Working data =>
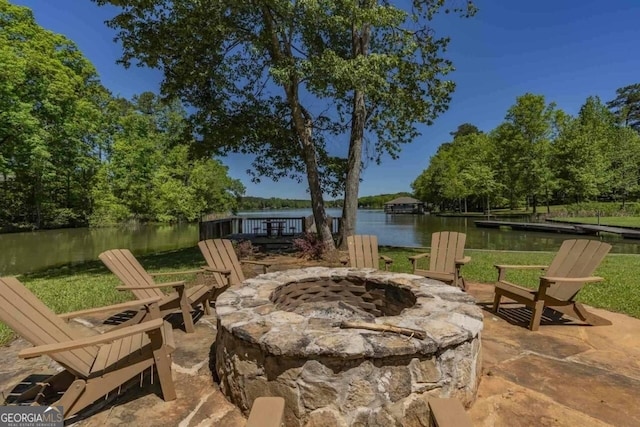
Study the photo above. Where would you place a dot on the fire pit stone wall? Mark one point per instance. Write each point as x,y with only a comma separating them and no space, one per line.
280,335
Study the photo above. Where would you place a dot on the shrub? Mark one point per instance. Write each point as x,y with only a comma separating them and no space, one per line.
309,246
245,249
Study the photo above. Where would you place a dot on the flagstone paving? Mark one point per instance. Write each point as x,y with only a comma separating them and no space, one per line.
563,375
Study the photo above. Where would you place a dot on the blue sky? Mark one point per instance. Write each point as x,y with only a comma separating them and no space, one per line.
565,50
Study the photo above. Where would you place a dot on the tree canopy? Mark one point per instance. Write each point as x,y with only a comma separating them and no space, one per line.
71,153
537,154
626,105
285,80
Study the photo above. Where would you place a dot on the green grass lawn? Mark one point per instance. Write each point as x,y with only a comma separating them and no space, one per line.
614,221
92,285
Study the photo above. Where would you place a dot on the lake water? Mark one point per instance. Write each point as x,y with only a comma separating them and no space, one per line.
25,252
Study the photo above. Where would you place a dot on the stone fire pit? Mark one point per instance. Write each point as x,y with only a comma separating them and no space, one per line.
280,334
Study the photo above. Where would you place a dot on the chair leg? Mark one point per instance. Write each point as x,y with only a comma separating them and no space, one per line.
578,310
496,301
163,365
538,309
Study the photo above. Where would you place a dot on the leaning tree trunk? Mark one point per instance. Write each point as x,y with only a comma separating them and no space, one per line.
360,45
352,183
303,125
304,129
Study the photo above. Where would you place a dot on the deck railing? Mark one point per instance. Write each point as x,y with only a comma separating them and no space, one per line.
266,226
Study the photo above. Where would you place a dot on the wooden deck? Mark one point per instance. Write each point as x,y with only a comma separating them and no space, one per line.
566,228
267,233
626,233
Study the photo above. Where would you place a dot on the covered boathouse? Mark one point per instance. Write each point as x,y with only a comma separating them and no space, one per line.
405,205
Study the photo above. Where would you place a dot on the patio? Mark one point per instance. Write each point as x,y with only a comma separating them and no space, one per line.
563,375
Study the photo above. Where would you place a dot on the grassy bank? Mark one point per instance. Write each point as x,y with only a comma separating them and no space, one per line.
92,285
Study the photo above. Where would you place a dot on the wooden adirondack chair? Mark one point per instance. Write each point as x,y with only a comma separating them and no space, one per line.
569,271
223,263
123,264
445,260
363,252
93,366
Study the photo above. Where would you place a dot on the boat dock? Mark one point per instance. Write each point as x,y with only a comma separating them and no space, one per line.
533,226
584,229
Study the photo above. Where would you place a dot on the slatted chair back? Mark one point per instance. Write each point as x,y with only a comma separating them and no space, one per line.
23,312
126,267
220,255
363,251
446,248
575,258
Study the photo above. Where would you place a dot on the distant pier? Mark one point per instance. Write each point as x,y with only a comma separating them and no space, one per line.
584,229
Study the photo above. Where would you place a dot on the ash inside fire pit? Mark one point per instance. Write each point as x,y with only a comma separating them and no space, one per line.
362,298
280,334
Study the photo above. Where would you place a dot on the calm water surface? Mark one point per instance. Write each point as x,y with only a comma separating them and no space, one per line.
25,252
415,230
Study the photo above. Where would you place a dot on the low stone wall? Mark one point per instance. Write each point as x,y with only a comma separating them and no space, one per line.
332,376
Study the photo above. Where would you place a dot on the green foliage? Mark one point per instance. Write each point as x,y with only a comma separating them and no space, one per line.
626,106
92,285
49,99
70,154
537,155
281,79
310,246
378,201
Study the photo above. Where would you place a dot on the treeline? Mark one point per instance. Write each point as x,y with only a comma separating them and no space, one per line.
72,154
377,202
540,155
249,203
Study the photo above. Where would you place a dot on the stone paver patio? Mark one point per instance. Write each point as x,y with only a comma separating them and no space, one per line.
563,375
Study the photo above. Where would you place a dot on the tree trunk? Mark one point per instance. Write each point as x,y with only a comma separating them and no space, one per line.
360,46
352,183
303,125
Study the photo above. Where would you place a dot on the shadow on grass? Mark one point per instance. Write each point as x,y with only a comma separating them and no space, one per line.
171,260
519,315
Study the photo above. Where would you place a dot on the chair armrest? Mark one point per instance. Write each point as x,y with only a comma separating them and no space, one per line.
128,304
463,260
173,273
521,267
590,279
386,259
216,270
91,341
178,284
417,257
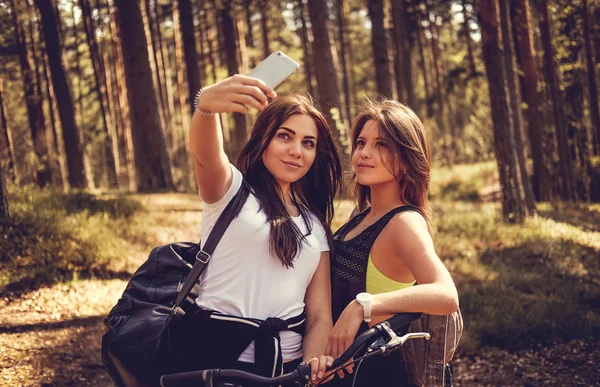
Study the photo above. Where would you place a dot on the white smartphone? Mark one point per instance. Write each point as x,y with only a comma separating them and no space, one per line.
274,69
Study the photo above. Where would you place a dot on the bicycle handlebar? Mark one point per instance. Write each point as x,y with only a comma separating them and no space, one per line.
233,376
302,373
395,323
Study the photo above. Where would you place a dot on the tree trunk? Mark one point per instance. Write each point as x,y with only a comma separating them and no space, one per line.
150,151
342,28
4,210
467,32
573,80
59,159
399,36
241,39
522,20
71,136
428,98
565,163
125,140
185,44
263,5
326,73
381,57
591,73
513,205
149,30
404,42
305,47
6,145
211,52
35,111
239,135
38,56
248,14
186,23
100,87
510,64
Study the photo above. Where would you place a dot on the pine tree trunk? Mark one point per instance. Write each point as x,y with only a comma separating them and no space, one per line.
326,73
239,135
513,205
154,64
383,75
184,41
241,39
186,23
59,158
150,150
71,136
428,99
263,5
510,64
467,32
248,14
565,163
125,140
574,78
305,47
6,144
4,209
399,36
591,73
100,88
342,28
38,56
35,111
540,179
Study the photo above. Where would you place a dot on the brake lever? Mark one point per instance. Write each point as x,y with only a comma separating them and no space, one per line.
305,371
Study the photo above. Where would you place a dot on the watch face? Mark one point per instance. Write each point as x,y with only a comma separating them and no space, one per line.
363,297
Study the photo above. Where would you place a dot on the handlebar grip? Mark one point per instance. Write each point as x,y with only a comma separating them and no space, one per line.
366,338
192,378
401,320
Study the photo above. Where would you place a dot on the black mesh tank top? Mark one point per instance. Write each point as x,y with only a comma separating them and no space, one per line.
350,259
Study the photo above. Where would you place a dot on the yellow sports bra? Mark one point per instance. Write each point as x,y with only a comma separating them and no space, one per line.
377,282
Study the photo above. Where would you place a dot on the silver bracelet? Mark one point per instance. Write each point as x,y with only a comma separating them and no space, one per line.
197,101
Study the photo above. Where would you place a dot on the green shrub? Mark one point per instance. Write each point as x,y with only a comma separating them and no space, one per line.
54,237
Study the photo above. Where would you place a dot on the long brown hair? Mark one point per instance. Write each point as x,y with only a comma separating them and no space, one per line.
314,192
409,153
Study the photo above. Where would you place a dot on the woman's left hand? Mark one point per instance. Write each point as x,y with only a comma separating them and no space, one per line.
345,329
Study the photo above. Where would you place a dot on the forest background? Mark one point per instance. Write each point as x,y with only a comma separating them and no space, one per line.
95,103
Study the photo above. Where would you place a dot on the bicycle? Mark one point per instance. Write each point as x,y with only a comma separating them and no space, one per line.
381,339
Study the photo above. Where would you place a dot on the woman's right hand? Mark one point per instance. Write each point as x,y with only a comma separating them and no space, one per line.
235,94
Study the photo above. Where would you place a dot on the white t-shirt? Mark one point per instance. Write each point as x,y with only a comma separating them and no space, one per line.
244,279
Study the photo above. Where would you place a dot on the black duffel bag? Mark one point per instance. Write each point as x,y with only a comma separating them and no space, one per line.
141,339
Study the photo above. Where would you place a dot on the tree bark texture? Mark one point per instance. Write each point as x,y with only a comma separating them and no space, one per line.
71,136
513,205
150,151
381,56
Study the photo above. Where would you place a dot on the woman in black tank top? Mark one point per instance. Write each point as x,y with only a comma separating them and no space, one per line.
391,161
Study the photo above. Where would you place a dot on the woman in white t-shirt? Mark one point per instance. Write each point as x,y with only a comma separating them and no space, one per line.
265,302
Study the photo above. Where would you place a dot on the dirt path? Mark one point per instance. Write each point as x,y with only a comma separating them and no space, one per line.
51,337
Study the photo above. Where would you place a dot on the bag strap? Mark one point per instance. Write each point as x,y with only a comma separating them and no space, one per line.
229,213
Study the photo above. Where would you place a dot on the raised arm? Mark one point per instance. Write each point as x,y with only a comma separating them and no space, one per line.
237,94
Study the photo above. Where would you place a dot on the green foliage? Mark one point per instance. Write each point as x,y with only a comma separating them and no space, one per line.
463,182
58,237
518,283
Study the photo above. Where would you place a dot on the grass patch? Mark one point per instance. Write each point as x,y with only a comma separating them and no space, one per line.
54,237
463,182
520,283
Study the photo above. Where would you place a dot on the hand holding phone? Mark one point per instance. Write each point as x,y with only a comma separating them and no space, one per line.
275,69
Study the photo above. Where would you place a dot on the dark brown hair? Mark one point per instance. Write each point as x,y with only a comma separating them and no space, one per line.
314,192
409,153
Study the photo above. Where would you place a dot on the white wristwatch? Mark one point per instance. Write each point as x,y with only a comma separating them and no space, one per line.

...

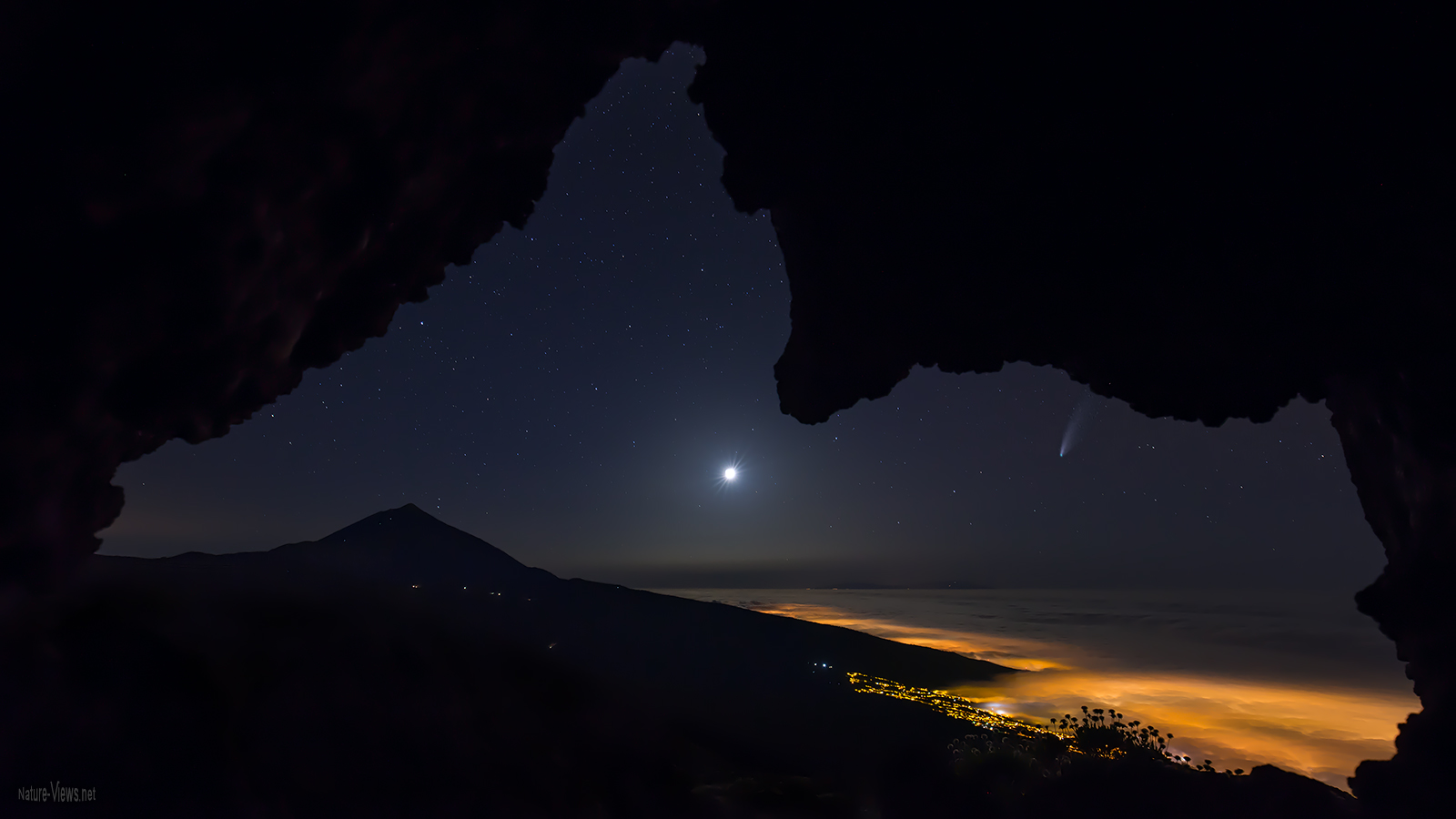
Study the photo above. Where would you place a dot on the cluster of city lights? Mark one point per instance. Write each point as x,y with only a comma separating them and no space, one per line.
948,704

* * *

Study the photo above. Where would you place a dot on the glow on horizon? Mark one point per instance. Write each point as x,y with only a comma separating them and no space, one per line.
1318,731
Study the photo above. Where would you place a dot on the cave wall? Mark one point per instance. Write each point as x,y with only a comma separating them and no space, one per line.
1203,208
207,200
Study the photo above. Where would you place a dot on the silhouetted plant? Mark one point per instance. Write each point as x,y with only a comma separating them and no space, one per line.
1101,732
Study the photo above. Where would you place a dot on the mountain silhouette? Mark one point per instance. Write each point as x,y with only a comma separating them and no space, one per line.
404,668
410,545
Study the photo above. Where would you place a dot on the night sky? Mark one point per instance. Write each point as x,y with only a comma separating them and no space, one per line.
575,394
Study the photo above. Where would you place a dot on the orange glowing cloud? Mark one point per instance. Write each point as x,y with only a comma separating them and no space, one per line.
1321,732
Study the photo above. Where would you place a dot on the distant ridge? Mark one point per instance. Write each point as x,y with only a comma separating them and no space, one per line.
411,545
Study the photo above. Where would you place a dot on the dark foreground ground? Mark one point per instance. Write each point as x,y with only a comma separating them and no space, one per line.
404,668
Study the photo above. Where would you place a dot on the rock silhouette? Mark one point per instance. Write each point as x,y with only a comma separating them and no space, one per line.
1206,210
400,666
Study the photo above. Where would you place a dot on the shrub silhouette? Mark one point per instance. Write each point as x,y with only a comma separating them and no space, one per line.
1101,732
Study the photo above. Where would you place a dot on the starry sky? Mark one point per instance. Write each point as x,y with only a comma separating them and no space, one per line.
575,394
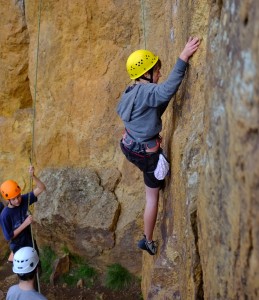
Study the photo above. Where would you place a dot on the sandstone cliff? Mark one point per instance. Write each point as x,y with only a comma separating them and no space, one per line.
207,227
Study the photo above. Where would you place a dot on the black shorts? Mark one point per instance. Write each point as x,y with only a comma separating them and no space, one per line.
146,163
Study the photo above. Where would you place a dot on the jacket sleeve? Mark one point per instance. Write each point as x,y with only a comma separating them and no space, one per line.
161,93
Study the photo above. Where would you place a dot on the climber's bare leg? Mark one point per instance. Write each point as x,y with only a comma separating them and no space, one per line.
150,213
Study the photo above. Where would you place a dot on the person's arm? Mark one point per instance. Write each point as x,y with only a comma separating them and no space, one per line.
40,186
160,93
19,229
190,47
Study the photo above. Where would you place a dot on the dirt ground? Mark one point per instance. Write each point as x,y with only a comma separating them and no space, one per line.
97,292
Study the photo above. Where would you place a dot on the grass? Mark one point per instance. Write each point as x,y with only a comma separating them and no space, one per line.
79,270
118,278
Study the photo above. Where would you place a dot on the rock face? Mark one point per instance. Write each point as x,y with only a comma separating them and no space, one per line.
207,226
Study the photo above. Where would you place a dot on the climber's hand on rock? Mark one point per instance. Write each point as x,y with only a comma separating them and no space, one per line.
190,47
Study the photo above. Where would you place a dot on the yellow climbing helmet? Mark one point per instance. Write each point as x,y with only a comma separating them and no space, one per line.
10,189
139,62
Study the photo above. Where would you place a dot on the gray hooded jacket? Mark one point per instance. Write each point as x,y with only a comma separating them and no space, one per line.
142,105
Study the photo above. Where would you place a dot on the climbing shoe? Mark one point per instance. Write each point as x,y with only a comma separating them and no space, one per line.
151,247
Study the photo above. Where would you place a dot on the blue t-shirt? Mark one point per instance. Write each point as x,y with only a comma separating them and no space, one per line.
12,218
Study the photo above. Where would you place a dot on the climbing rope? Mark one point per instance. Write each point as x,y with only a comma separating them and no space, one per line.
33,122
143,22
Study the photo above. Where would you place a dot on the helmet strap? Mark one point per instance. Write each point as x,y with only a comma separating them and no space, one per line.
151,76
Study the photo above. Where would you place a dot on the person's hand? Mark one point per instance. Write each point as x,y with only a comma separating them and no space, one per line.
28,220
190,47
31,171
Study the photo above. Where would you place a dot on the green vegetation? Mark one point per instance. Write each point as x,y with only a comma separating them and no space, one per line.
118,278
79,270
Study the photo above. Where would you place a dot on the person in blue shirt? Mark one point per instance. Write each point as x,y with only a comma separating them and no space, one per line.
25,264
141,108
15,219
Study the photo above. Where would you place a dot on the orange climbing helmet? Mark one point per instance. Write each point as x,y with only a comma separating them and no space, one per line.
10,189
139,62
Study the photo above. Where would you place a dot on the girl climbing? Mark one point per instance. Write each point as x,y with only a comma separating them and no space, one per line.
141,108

Instructions to follow =>
Gather every line in the records above that contains the word "yellow", and copy each of those lines out in full.

Response =>
Study the photo above. Where would you place a dot on the yellow sports bra? Mark one point per instance. Write each point as x,y with only a comma separating them and no space, one per line.
Study the photo above. Where would you place a dot on the yellow climbing helmet? Mark one point per instance. Write each point as x,y with only a comma separating them and no space, one per line.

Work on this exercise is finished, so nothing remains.